SUPREME COURT AND IMO STATE: A MATTER OF COURAGE.
Certain facts in the Imo State gubernatorial election petition appear to be clear.
1 Senator Hope Uzodinma claimed that elections took place in 388 polling units and that his votes in those units were excluded from the results of the election.
2 INEC claimed that elections did not take place in those polling units.
3 The Election Tribunal and the Court of Appeal agreed that Uzodinma did not prove that elections took place in those polling units.
4 A policeman who was not and could not have been, at the 388 polling units tendered the results of those polling units.
5 Both the Election Tribunal and the Court of Appeal rejected them.
6 The Supreme Court accepted them contrary to the legal principles the Supreme Court itself laid down over several decades, principles which the Supreme Court still confirmed two months ago in the case of Atiku V INEC .
7 As a result of the Supreme Court’s decision, Imo State now has a situation where the total number of votes cast exceed the total number of accredited voters by over 100,000 votes- an electoral impossibility -meaning that something is manifestly wrong with the conclusion reached in the judgement of the Supreme Court.
8 Under the general principles of the Electoral Law, where the total number of votes cast exceed the total number of accredited voters,the election shall be declared void.
9 It was not the act of INEC, or the acts of the candidates or the political parties that created this electoral impossibility but the decision of the Supreme Court to accept the votes in the 388 polling units and add them to Uzodinma’s votes. Without the details of where there was over-voting, it is impossible for the Supreme Court or anyone to know which votes and results to declare void.

## Provided information
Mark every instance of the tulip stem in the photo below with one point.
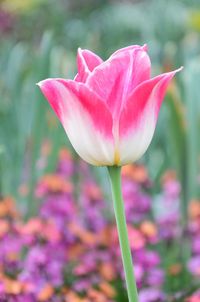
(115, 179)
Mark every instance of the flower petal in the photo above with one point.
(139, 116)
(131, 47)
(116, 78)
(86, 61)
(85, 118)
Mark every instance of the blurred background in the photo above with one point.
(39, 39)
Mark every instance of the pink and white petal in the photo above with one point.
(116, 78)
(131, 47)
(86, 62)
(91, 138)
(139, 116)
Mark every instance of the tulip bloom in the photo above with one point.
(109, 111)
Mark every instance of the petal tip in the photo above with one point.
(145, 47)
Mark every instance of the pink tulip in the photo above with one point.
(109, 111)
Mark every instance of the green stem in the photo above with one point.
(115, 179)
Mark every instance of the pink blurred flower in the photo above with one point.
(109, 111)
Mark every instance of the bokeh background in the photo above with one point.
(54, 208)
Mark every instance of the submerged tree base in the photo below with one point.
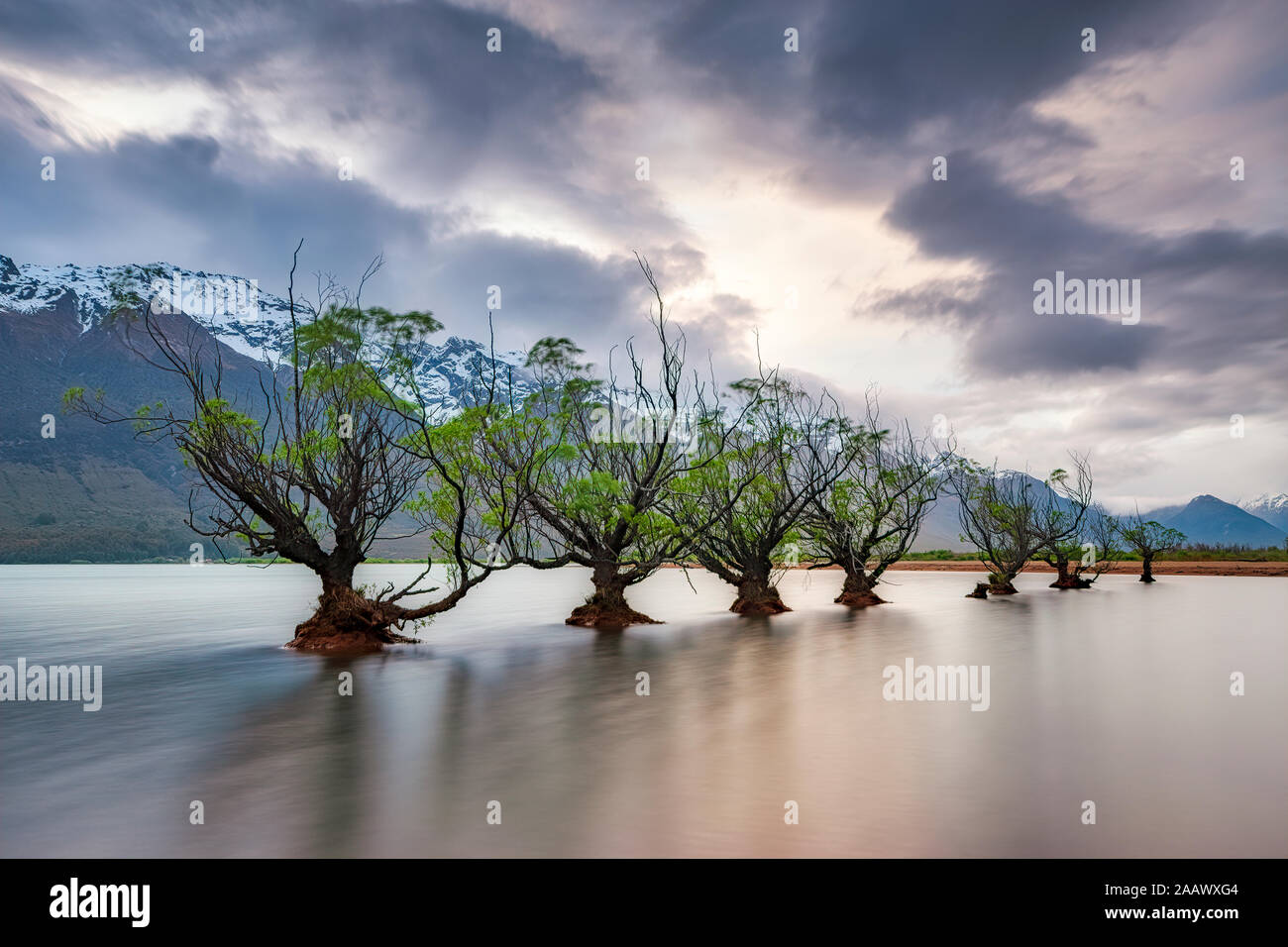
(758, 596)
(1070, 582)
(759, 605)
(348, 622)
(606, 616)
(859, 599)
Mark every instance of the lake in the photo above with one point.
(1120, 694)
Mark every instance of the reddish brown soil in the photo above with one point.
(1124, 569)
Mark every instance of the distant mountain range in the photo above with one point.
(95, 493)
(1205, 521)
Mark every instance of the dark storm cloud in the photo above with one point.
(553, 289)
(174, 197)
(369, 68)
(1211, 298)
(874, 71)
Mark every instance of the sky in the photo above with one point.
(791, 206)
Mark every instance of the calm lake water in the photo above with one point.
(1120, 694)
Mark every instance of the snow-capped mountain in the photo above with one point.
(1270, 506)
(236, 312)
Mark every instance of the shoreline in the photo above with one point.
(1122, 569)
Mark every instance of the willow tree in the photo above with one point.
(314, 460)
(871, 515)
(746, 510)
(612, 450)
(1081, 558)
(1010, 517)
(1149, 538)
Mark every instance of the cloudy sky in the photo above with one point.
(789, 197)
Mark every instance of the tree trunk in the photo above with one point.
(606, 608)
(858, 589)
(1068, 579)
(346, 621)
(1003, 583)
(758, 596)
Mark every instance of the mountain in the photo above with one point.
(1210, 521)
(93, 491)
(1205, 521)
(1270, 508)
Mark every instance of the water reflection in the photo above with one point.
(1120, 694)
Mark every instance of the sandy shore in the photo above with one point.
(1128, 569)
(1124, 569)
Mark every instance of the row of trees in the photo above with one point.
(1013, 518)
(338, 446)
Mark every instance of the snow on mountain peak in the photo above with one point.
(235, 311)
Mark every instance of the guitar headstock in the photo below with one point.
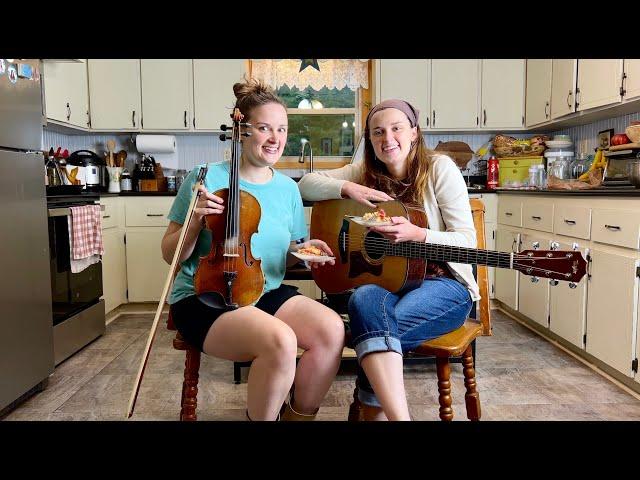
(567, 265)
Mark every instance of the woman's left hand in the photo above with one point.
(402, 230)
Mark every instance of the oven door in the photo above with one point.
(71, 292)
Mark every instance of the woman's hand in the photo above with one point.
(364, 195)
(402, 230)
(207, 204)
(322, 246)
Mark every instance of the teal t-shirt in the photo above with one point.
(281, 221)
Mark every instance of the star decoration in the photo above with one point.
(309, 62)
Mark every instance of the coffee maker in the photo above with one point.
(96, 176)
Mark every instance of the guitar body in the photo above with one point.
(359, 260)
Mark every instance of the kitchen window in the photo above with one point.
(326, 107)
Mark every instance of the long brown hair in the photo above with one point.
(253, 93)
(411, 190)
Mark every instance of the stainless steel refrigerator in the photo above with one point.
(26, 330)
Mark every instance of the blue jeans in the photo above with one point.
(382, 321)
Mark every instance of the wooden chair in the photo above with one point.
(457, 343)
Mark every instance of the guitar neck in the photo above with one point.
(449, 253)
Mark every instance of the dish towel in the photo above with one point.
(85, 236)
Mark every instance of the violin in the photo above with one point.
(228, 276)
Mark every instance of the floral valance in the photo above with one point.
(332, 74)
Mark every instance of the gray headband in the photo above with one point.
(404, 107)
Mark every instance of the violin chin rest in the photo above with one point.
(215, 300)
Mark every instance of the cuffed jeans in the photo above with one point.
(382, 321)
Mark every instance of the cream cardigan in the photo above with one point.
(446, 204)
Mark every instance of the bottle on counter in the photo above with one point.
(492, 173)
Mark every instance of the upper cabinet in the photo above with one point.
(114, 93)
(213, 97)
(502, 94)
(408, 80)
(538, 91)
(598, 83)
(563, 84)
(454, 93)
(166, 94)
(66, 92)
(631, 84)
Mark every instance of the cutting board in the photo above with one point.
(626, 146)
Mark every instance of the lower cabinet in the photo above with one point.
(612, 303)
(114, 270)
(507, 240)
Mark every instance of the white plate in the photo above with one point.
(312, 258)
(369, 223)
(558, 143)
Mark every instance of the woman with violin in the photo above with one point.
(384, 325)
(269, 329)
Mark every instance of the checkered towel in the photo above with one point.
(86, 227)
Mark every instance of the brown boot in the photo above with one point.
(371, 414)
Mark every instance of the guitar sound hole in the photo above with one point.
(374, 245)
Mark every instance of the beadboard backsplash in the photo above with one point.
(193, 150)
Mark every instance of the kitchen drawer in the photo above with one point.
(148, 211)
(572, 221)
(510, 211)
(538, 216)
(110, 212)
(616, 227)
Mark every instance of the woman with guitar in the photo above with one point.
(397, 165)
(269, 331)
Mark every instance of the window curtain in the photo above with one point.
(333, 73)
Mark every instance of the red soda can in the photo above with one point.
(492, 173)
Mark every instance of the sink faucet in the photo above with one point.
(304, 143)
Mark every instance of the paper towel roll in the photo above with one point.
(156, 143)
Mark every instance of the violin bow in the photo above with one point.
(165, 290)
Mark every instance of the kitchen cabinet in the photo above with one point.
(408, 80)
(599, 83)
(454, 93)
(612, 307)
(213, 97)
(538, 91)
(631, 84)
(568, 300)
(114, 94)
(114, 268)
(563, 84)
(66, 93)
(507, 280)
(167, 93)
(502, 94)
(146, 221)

## What you should do
Retype the stretch of the Imo State election text from "4 A policeman" through "Appeal rejected them." without any alteration.

## Correct result
4 A policeman who was not and could not have been, at the 388 polling units tendered the results of those polling units.
5 Both the Election Tribunal and the Court of Appeal rejected them.